WHAT YOU NEED TO DO —
Return exactly the lines that run from the one containing "Find the water" to the end of the entries, with both ends included.

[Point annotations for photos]
** start **
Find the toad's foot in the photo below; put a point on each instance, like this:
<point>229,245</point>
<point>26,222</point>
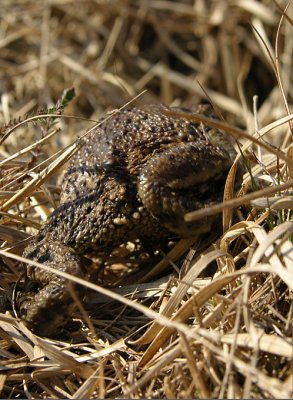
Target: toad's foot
<point>45,303</point>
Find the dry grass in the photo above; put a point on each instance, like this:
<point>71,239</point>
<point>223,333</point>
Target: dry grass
<point>221,325</point>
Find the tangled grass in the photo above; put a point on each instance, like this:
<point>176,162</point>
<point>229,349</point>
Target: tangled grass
<point>214,316</point>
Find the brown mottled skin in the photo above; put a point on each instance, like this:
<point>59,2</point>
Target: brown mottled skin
<point>136,176</point>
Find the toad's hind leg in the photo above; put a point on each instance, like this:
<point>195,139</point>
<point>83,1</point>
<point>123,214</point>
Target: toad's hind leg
<point>182,179</point>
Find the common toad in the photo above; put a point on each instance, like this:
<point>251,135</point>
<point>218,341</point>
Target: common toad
<point>136,176</point>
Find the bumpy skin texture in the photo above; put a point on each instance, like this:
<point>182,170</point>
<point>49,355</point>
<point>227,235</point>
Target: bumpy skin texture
<point>135,177</point>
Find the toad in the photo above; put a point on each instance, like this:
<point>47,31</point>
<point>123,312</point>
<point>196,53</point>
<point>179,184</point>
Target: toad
<point>135,177</point>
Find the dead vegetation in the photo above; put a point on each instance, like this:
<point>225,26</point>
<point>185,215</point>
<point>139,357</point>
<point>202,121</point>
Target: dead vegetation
<point>219,325</point>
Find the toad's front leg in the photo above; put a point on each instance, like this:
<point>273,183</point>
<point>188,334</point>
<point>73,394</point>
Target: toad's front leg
<point>45,303</point>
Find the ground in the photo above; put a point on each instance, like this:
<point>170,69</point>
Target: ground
<point>196,318</point>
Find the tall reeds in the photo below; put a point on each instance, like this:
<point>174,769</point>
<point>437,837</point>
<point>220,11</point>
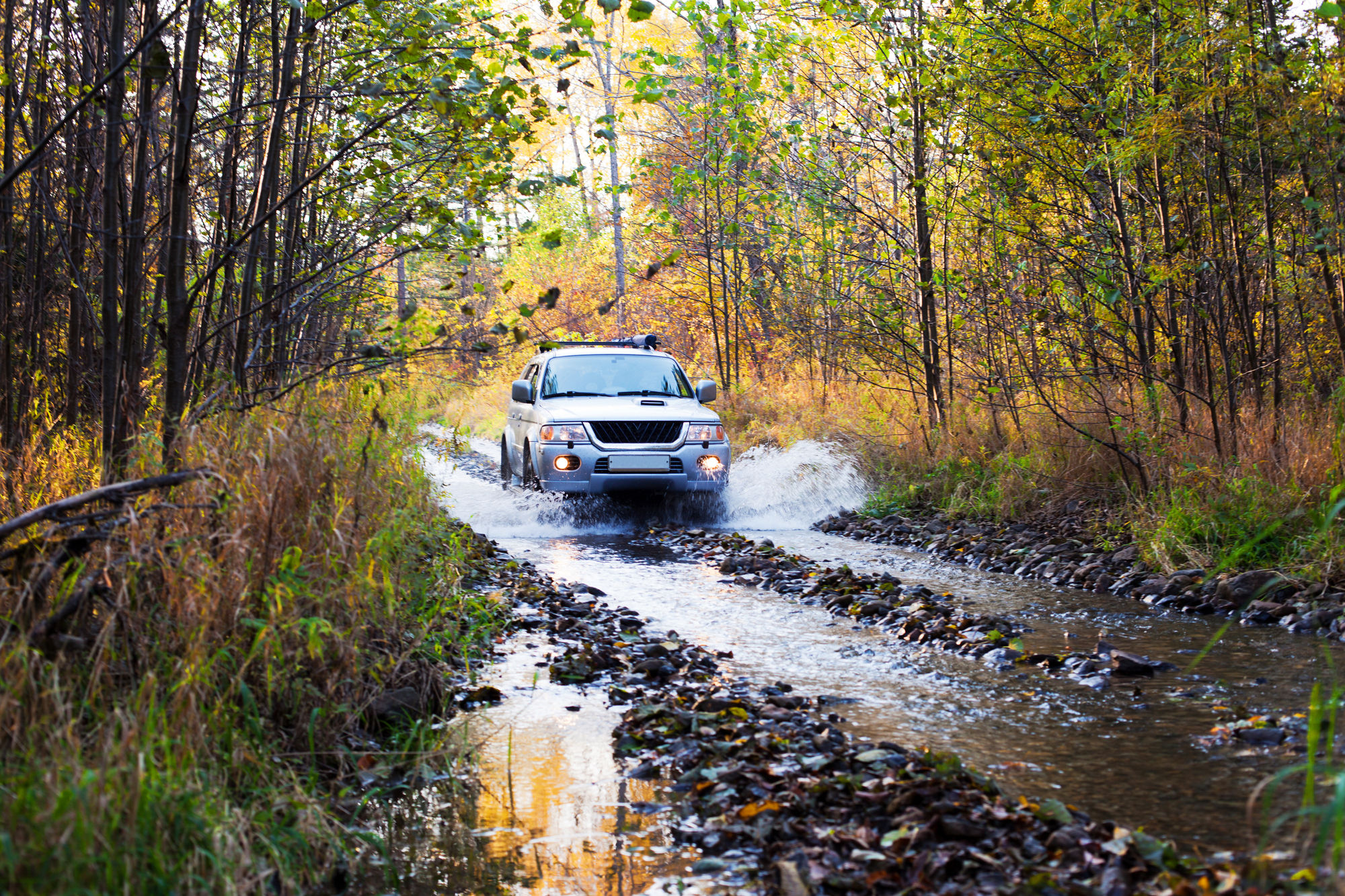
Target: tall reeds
<point>209,705</point>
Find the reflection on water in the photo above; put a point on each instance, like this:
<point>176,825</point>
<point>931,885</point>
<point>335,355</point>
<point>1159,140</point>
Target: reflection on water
<point>552,811</point>
<point>555,815</point>
<point>1117,754</point>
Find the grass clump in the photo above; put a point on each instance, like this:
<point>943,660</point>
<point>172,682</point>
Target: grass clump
<point>204,710</point>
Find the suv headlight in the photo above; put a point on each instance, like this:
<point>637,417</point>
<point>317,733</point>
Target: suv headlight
<point>564,432</point>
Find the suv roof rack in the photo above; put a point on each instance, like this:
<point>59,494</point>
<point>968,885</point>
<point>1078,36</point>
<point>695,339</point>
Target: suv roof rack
<point>645,341</point>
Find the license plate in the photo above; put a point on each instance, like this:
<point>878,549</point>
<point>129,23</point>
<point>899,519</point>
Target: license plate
<point>640,463</point>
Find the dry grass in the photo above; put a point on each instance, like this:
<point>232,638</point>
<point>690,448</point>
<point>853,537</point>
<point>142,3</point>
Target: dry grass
<point>1264,506</point>
<point>196,740</point>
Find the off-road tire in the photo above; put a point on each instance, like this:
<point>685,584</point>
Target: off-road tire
<point>531,479</point>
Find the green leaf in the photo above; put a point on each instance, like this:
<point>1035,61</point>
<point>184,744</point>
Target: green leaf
<point>902,833</point>
<point>1055,810</point>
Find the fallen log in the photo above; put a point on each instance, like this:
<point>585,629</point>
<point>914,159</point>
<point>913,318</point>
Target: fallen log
<point>112,491</point>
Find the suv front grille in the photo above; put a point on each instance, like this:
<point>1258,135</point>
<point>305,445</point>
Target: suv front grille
<point>605,464</point>
<point>637,432</point>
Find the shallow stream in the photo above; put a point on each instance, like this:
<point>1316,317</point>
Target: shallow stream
<point>558,817</point>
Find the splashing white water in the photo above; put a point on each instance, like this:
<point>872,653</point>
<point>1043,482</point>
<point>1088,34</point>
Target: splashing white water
<point>790,487</point>
<point>769,489</point>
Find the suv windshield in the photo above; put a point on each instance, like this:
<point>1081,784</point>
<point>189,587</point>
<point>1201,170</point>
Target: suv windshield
<point>614,374</point>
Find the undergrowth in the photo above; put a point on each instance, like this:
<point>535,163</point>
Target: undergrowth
<point>212,705</point>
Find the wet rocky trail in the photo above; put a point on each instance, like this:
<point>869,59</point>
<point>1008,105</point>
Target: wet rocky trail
<point>560,811</point>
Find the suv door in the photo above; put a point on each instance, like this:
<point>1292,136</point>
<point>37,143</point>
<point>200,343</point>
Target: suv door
<point>518,417</point>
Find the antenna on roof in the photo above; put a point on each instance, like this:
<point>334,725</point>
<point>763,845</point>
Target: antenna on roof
<point>645,341</point>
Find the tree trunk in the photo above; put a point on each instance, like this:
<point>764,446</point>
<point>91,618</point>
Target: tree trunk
<point>180,225</point>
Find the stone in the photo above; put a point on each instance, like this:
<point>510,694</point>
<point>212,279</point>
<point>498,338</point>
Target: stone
<point>1152,585</point>
<point>1261,736</point>
<point>1245,587</point>
<point>1001,655</point>
<point>1126,663</point>
<point>404,702</point>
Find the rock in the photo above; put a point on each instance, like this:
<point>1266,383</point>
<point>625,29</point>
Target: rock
<point>1261,736</point>
<point>1126,663</point>
<point>485,694</point>
<point>787,702</point>
<point>404,702</point>
<point>1245,587</point>
<point>656,666</point>
<point>792,881</point>
<point>1152,585</point>
<point>645,771</point>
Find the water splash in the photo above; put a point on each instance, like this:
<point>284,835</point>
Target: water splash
<point>769,489</point>
<point>792,487</point>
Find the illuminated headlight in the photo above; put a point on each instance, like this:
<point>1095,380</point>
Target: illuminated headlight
<point>564,432</point>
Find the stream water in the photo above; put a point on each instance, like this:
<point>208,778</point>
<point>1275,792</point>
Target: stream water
<point>555,815</point>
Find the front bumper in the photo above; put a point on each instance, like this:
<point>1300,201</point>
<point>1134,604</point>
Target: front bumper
<point>587,479</point>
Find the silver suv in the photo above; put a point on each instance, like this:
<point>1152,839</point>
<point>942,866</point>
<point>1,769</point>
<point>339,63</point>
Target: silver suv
<point>613,416</point>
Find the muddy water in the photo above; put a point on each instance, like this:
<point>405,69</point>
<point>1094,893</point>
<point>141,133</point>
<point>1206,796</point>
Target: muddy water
<point>558,813</point>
** end **
RESULT —
Find the water splash in the photo above; put a point on each instance, like this:
<point>284,835</point>
Target: water splash
<point>769,489</point>
<point>792,487</point>
Find the illuminated headlight in the photo above; put a point on each instance, like this:
<point>1095,380</point>
Target: illuminated headlight
<point>564,432</point>
Find the stream water in the photo above; put a point on each instance, like this:
<point>208,778</point>
<point>1275,792</point>
Target: stream water
<point>555,815</point>
Find the front bumper in the photo above; put a point on each instance, like this:
<point>1300,201</point>
<point>1134,604</point>
Target: front bumper
<point>587,479</point>
Find the silver suv in the photo above; put a point on each instance, like this:
<point>1152,839</point>
<point>942,866</point>
<point>1,769</point>
<point>339,63</point>
Target: silver suv
<point>613,416</point>
Find the muddy water in the photo above; put a point on each instance, like this:
<point>405,69</point>
<point>1094,893</point>
<point>141,133</point>
<point>1206,796</point>
Target: muddy water
<point>558,813</point>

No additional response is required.